## [Письменное задание 1]
Перескажите списком абзац, начинающийся словами «Во дворе под деревом», из приведенного ниже текста о доме Параджанова, сохранив все главные детали.
## [Письменное задание 2]
На что был похож дом Параджанова, по словам Ирины Уваровой-Даниель в тексте о его доме ниже?
## [Письменное задание 3]
Допишите следующий фрагмент текста о доме Параджанова, приведенного ниже, начиная сразу после его последнего предложения.

## [Текст]
Он утолял свой духовный голод и духовную жажду многих. Вот почему многим так запомнился дом на горе, этот своеобразный корабль, плывущий к новым островам красоты. Как жаль, что нет «корабельного журнала» этих замечательных плаваний. Не сняты на пленку эти изумительные встречи, которые могли бы стать блестящими фильмами, показывающими блестящую режиссуру Параджанова и снятыми в декорациях его дома.
Попробуем все же представить эти его уникальное «шоу» и обратимся к сохранившимся воспоминаниям.
Тонино Гуэрра:
«Во дворе под деревом были рассажены куклы, сделанные им собственноручно. Деревянные перила лестниц он изумительно раскрасил в белый и красный цвета. Развесил свои ковры, вместо тарелок на домашнем столе разложил листья инжира. Вместо скатерти сверкало зеркало…
Сергей — по сути, единственный режиссер в мире, кому удалось передать на экране непрозрачный, мерцающий воздух сказки-мечты. Из любого пейзажа он делал натюрморты, киноживопись…
Он наполнял мир ирреальностью. Одно его присутствие словно говорило: все что мы видим — это мало. Надо додумать и идти дальше по тропе своих воспоминаний и фантазий».
Белла Ахмадулина:
«Вот опять я подымаюсь в обожаемое место любимого города, а сверху уже раздаются приветственные крики, сам по себе накрывается самобранный стол, на всех людей, на меня сыплются насильные и нежные подарки, все, что под руку попадется. А под руку попадается то, что или содеяно его рукой, или волшебно одушевлено ее прикосновением. При нем нет мертвых вещей. Скажем, крышечки из фольги для молочных и кефирных бутылок, небдительно выкинутые лагерными надзирателями. А на них выгравированы портреты — краткие, яркие, убедительные образы. Дарил он не только крышечки эти, для меня драгоценные, все дарил всем, и все это было изделием его души, фантазии, безупречного и безграничного артистизма, который трудно назвать рукоделием, но высшая изысканность, известная мне, — дело его рук.
Параджанов не только сотворил свое собственное кино, не похожее на другое кино и ни на что другое. Он сам был кинематограф в непостижимом идеале, или, лучше сказать: театр в высочайшей степени благородства, влияющий даже на непонятливых зрителей».
Ирина Уварова-Даниель:
«Дом был похож на деревянную декорацию старой крепости, так как уже разрушался, стариковски скрипел и ворчал, и лестница, горной тропой взбиравшаяся на второй, к Параджанову, этаж, могла обвалиться в пропасть.
В доме постоянно творился театр, возникали и исчезали маленькие театрики, ежедневно и ежеминутно. Покорные его воле, играли там люди и вещи, собирались зрители, а иногда и в них не было нужды. Он был, как говаривали в старые времена, Директором Театра Жизни.

## [Выдержки из данных]
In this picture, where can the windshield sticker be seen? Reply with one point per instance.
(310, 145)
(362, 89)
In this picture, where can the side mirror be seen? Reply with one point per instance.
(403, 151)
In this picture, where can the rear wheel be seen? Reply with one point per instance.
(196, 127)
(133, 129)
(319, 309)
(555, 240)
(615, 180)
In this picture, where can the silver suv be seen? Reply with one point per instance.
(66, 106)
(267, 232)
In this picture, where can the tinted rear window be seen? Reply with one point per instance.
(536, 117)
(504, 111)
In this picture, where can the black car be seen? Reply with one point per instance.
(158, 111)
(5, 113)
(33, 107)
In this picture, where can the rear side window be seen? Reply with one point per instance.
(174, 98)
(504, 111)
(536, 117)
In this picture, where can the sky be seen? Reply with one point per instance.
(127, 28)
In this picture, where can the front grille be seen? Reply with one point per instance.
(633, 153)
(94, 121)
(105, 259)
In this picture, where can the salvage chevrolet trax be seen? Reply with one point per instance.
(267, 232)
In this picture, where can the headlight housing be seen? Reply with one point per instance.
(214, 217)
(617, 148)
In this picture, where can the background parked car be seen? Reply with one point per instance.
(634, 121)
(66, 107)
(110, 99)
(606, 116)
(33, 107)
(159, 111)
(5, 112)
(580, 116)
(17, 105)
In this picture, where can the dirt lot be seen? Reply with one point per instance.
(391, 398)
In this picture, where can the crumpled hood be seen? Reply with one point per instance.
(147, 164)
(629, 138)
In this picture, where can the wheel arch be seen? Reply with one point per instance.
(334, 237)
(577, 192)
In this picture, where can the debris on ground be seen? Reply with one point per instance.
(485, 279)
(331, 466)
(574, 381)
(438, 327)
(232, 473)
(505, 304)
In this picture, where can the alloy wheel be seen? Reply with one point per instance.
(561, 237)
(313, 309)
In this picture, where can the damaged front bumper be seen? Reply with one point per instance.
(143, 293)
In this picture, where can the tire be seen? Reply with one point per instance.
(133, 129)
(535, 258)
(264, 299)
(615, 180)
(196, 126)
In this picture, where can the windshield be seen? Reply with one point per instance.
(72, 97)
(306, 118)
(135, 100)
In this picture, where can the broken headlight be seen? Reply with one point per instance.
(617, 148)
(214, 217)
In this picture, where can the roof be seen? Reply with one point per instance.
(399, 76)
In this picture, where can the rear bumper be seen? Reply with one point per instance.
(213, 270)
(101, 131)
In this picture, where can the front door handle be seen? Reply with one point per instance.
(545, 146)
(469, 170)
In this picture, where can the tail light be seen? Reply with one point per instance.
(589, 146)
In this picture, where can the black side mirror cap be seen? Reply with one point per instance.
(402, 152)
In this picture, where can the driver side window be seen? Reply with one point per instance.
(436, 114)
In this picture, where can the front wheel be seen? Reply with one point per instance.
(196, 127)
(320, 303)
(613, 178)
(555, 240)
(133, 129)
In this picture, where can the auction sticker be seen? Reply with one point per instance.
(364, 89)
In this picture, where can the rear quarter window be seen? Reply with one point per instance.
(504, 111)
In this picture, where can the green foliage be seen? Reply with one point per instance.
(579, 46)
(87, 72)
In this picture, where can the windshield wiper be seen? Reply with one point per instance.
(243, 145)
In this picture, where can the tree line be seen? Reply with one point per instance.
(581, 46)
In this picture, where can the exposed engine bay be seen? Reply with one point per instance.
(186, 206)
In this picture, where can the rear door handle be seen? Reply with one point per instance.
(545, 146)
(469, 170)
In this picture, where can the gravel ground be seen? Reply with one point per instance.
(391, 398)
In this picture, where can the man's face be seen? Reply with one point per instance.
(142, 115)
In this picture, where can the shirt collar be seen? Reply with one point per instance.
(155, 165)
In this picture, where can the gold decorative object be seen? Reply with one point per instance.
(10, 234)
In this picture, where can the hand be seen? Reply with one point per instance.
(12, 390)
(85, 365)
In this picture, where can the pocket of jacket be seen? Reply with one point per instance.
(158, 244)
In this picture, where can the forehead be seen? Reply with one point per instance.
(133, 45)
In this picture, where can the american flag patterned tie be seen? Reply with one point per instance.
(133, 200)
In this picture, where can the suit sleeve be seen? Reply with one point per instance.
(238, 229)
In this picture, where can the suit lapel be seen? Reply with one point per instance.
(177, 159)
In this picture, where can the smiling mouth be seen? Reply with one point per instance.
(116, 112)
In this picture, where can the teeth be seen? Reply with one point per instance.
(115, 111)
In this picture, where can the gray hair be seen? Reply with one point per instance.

## [Письменный ответ 1]
- Во дворе под деревом рассажены куклы, сделанные им самим.
- Деревянные перила лестниц раскрашены в белый и красный цвета.
- Развешаны его ковры.
- На столе вместо тарелок лежат листья инжира.
- Вместо скатерти сверкает зеркало.

## [Письменный ответ 2]
На деревянную декорацию старой крепости.

## [Письменный ответ 3]
Спектакль был каскадный — знай наших. С клоунадой, со штучками, свойственными всем плутам ярмарочных подмостков.
Вообще он жил внутри натюрморта. Постоянно что-то сочетая, двигая, переставляя. Образуя причудливые композиции, кратковременные шедевры. Таинственная жизнь предметов, плодов и кукол, открытая только ему и никому больше, составляла воздух его фильмов. Но даже его отношение ко всему этому носило ночной, гофмановский характер».
Марина Влади:
«Прекрасная персидская шаль, которую я сейчас держу в руках, — подарок Сережи, который мне очень дорог… Она так хороша, что мне больно к ней прикасаться. Я только что вынула ее из коробки. Он подарил мне ее уже после смерти Володи…
Я помню, как Володя плакал, узнав, что Сережу арестовали и заставляли признаваться в преступлениях, которых он не совершал. Володя буквально заболел. Он проплакал весь день. Потом он послал Сереже в лагерь письмо и фотографию, на которой он вместе с Параджановым. Зэки очень ценили Высоцкого за то, что он много писал о них и о „зоне“. Надеюсь, это фото помогло Сереже выжить…»
Майя Плисецкая:
«Я танцевала в Тбилиси и была приглашена к Параджанову в гости. Помню высокую деревянную лестницу во дворе, которая вела на открытую террасу. Там стояли вазы с крапивой и листьями винограда… При входе на балкон нас встречал молодой парень, разряженный в султана и с подносом фруктов в руках. Тот парень свято чтил Параджанова, выручившего его из беды. „Он вор“, — громко объяснил мне Сергей. Везде горели свечи, на стенах висели коллажи, на полулежали ковры в заплатах, которые он сам делал. Хотя уверял, что на них спал какой-то Мухаммед Пятнадцатый».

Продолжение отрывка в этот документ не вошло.